* _Set task_
According to the car simulation explanation, what color is the background of the output image?

* _Article_

The output is a dynamic Image. The background is light green, and the cars are black or magenta, depending on their direction.

Explanation

b=RandomSample@ArrayReshape[Table[{i=1,2},##/2],{1##2},1]~Partition~#2

Create the initial board:

Table[{0,i=2},##/2]

Set i to 2. Create a List of {0, 2}, whose length is floor(density * width * height / 2) (divided by two because {0, 2} is length-2).

ArrayReshape[ ... ,{1##2},1]

Reshape the resulting 2-D List (2 x something) into 1-D List (length = width * height). Pad 1 if there aren't enough values.

RandomSample@ ...

(Pseudo-)randomly sort the result.

... ~Partition~#2

Partition that result into length (width).

b= ...

Store that in b.


Dynamic@Colorize[i=-i;b=CellularAutomaton[{193973693,{3,{a=0{,,},{3,9,1},a}},{1,1}},b];If[i>0,b,2-b]]

Create a Dynamic Image:

i=-i;

Flip the sign of i.

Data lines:
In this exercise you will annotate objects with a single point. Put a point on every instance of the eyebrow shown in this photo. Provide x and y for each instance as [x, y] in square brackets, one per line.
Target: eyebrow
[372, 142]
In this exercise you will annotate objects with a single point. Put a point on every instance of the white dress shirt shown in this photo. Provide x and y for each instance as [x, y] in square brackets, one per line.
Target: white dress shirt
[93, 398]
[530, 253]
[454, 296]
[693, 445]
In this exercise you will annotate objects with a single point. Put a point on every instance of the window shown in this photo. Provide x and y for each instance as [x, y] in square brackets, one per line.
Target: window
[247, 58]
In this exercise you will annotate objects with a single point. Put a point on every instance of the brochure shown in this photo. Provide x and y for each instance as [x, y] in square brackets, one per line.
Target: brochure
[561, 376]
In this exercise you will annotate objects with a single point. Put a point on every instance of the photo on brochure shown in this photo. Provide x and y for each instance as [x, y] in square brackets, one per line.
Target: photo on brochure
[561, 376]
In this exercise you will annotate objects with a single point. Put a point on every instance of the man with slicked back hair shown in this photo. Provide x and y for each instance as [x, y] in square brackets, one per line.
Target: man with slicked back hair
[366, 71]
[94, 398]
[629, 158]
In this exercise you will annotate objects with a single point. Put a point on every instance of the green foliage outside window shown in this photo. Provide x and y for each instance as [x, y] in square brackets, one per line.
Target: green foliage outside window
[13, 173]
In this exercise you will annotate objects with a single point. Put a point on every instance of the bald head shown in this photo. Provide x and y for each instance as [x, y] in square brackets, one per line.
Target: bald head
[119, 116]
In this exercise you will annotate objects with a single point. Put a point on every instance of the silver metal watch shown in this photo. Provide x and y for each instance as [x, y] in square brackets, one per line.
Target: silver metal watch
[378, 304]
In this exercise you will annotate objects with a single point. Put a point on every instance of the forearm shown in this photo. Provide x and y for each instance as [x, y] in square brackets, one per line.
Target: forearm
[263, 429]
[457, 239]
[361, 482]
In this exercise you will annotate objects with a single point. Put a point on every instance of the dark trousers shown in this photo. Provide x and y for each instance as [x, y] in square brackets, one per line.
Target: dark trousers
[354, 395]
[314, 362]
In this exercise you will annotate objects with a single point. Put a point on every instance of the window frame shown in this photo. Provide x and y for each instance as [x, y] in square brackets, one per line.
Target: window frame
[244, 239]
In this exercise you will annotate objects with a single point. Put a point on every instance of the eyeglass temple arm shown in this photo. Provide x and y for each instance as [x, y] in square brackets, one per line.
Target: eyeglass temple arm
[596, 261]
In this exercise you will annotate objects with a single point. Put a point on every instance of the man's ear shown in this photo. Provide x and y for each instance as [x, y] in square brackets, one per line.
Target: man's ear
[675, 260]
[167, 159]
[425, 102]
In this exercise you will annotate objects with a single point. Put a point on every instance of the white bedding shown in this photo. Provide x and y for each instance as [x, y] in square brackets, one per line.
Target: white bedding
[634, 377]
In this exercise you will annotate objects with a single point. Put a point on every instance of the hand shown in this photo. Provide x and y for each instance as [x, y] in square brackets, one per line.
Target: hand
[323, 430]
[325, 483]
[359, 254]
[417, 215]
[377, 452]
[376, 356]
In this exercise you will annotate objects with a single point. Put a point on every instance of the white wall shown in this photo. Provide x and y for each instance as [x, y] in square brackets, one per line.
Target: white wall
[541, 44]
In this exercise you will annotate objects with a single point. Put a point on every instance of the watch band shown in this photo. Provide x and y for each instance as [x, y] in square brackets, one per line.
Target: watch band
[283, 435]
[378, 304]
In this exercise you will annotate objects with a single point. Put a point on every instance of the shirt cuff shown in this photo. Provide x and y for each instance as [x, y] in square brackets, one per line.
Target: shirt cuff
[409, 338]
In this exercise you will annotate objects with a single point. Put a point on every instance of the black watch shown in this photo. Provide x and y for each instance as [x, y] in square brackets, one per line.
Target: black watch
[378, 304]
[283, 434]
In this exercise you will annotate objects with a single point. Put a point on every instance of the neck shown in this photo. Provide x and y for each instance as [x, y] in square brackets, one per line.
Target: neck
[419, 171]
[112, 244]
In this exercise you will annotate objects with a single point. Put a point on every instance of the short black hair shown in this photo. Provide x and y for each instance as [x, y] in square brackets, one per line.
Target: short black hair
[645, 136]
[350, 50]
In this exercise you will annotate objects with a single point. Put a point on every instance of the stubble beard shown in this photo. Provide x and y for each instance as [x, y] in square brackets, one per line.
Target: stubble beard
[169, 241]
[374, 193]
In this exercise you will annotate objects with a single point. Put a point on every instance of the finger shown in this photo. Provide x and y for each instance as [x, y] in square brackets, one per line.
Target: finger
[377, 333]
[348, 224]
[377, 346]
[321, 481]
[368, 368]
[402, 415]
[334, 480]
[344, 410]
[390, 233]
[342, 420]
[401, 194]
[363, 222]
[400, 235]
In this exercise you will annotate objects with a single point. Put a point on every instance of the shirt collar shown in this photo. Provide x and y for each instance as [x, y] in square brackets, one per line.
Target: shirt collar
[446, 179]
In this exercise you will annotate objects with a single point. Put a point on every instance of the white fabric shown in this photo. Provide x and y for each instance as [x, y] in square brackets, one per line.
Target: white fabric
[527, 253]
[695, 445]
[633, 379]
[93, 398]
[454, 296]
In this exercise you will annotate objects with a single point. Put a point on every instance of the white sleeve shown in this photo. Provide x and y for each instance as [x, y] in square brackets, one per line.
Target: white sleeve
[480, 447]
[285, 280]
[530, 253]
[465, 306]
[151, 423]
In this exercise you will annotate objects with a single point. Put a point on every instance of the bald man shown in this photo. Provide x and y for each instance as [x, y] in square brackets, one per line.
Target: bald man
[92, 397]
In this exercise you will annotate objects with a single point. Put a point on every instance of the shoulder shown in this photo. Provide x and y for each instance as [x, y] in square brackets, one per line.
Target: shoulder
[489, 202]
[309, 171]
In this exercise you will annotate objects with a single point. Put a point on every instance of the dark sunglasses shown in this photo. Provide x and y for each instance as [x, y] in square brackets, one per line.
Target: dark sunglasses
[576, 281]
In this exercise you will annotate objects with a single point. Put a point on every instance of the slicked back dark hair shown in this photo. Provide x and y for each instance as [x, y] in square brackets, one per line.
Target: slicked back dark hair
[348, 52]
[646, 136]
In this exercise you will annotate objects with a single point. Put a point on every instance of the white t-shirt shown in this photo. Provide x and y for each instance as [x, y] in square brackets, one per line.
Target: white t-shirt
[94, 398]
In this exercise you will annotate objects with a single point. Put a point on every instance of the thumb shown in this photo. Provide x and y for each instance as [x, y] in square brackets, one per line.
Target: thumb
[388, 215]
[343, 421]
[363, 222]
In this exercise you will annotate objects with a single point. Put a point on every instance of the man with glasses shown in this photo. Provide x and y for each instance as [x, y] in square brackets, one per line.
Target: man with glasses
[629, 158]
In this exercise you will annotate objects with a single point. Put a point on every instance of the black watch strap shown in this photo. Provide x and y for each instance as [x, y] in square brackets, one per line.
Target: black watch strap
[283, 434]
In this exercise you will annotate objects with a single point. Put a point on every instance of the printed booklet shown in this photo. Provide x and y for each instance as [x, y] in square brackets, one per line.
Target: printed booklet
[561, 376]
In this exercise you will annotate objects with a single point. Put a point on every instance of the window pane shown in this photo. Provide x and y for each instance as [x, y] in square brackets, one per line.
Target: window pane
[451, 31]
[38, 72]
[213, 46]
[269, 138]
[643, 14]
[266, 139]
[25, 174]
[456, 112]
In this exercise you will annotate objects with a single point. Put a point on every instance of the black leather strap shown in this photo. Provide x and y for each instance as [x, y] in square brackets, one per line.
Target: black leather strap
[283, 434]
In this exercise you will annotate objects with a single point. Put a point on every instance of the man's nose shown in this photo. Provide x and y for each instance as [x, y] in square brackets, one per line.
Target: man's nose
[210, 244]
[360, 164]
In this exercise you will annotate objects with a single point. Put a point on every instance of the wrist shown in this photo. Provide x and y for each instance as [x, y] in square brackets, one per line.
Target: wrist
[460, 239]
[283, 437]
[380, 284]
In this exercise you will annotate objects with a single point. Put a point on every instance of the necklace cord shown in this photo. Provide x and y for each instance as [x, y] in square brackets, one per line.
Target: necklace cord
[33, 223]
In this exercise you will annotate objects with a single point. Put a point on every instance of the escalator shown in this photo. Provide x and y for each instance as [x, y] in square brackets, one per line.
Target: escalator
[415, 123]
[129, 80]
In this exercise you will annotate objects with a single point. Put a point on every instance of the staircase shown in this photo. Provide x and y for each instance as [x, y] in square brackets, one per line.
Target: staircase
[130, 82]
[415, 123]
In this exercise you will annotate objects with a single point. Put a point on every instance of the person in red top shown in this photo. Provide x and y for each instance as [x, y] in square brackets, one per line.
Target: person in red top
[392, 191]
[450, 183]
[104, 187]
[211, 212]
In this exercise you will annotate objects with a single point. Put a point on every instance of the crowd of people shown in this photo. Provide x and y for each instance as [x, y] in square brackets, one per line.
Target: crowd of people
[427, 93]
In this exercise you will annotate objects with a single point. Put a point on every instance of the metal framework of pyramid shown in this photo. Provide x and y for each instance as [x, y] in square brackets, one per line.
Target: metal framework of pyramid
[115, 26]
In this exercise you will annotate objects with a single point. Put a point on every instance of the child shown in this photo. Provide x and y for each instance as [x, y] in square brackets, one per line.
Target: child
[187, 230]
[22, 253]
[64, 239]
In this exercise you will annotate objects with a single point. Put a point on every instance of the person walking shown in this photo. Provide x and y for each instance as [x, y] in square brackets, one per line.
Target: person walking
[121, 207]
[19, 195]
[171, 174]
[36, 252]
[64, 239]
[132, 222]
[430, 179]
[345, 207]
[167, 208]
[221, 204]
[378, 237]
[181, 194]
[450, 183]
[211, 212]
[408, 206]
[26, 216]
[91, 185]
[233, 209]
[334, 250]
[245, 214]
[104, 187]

* _Correct output_
Light green.